▶ **提示文**:
● ● ● ● ●

医療事故情報

公益財団法人日本医療機能評価機構
医療事故情報収集等事業

事例IDA6EFD85FDA9FA4C20
報告年発生曜日曜日区分発生時間帯
2020月曜日休日・祝日18:00〜19:59
医療の実施の有無事故の治療の程度事故の程度
実施あり濃厚な治療障害残存の可能性なし
事故の概要発生場面 事故の内容
薬剤与薬準備過剰投与
発生場所(複数回答可)関連診療科(複数回答可)患者の数直前の患者の状態(複数回答可)
病室
内科
入院
1人
60歳代 (男性)
疾患名2型糖尿病
膵頭部癌
不眠症
当事者当事者職種職種経験当事者部署配属期間直前1週間の
当直・夜勤回数
勤務形態直前1週間
の勤務時間
専門医・認定医及びその他の
医療従事者の専門・認定資格
1人 看護師0年6ヶ月0年6ヶ月0回2交替40
特に報告を求める事例発見者薬剤・製剤の種類
本事例は選択肢には該当しない当事者本人抗糖尿病薬
当事者以外の関連職種(複数回答可)

関連医薬品1
【販売名】 ヒューマリンR注 100単位/mL(10mL)
【製造販売業者】 日本イーライリリー(株)
事故調査委員会設置の有無発生要因(複数回答可)
既設の医療安全に関する委員会等で対応確認を怠った
知識が不足していた
事例概要
【実施した医療行為の目的】
インスリン製剤(ヒューマリンR注)の投与
【事故の内容】
患者は、膵癌に対する化学療法目的で入院となった。入院後、化学療法を開始し1回目は予定通り施行されたが、2回目の投与の前に発熱し、逆行性胆管炎が疑われた。患者は、嘔吐のため朝から絶食となり、糖尿病の既往があったため、昼過ぎから輸液内にインスリンを混合した持続点滴が開始された。当日準夜勤務で担当したA看護師は、点滴更新のため、輸液を準備した。その際、ヒューマリンR注バイアルから10mLシリンジでバイアルが空になるまで吸い上げ、グルアセト35注500mLへ混合した。A看護師は、IMIS mobile(患者認証用端末)で患者のリストバンドと注射ラベルを認証確認し、流量を84mL/Hから83mL/Hに変更して、輸液を開始した。

● ● ● ● ●

▶ **課題**:
a. 医療事故の報告で、A看護師がヒューマリンR注を混合した輸液は何ですか。
b. 医療事故の報告を、最後の文の次から書き継いでください。

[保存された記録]
● ● ● ● ●

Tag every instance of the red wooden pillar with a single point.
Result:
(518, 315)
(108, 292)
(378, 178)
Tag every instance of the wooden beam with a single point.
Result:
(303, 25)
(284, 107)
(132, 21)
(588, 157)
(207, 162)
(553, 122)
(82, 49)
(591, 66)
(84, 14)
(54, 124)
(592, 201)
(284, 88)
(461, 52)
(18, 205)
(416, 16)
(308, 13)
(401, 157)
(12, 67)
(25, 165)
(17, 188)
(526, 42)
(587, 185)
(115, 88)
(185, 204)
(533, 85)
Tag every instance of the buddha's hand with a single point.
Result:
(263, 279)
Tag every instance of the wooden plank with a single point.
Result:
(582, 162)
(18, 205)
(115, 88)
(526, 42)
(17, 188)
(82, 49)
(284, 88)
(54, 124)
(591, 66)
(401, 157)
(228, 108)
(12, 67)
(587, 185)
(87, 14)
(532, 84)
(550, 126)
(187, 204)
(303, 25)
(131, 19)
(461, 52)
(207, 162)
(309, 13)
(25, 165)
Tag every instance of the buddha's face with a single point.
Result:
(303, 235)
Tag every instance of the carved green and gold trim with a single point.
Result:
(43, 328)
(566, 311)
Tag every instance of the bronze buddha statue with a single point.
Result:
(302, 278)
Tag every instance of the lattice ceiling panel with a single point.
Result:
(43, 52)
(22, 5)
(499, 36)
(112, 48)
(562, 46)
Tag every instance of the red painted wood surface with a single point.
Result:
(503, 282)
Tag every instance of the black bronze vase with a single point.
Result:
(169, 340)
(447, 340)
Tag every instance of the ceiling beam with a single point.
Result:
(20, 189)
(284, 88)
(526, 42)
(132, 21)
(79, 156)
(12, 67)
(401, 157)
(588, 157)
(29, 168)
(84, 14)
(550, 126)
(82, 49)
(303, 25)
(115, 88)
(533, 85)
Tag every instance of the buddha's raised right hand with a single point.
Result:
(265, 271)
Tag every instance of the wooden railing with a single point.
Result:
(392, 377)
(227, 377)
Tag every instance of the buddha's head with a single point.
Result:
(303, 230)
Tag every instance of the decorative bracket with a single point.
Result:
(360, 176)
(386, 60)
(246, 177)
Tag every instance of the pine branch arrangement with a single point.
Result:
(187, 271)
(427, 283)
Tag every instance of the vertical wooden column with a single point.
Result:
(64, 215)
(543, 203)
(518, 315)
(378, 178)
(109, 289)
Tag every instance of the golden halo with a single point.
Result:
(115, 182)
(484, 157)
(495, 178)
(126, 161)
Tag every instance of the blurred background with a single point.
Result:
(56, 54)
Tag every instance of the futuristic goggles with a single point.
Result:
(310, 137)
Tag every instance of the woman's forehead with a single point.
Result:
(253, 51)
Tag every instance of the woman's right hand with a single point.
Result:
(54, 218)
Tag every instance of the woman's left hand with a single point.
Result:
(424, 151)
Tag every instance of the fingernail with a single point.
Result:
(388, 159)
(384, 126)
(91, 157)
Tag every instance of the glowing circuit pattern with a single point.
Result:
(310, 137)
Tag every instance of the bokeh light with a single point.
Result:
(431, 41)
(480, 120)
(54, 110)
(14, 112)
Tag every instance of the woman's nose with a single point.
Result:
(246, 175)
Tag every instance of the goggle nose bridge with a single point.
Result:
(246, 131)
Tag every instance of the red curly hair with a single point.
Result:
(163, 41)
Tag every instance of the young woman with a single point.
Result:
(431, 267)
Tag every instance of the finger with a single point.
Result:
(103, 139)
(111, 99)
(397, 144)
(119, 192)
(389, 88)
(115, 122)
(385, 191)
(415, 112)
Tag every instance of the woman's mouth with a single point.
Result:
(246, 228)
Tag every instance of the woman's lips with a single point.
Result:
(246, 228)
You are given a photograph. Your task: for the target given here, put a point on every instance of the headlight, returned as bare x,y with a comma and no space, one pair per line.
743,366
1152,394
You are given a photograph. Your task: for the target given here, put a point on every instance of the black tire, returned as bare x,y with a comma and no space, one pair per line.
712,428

● ● ● ● ●

▶ **解答**:
a. グルアセト35注500mLです。

b.
A看護師は、次に更新する点滴の薬剤を準備する際に、先程ヒューマリンR注バイアルを使い切っており、新しいバイアルがなかったためB看護師に相談した。B看護師がA看護師に前回の輸液内容を確認すると、ヒューマリンR注5単位を混合するところ、約1000単位混合し投与していたことが判明し、直ちに輸液を中止した。ヒューマリンR注は合計 約500単位が投与されていた。患者は、血糖値が29mg/dLまで低下し、血糖コントロール目的でICUに入室した。
【事故の背景要因の概要】
・当該病棟では、点滴内にインスリン製剤を混合し使用する機会はほとんどなかったため、A看護師は、ヒューマリンR注のバイアルを使用する事が初めてであった。初めてであったが、他のスタッフのフォローはなくA看護師は一人で準備と投与を行った。
・ヒューマリンR注のバイアルには「インスリン専用シリンジを使用する注意喚起のラベル」を付帯することを院内のルールとして取り決めていたが、ラベルが付帯されていなかったため、A看護師はインスリン専用シリンジを使用することに気がつかなかった。
・当該病棟では、バイアル製剤(ヒューマリンR以外)を全量使用する機会が多いため、A看護師は注射指示書に記載されている施用量の確認をしていなかった。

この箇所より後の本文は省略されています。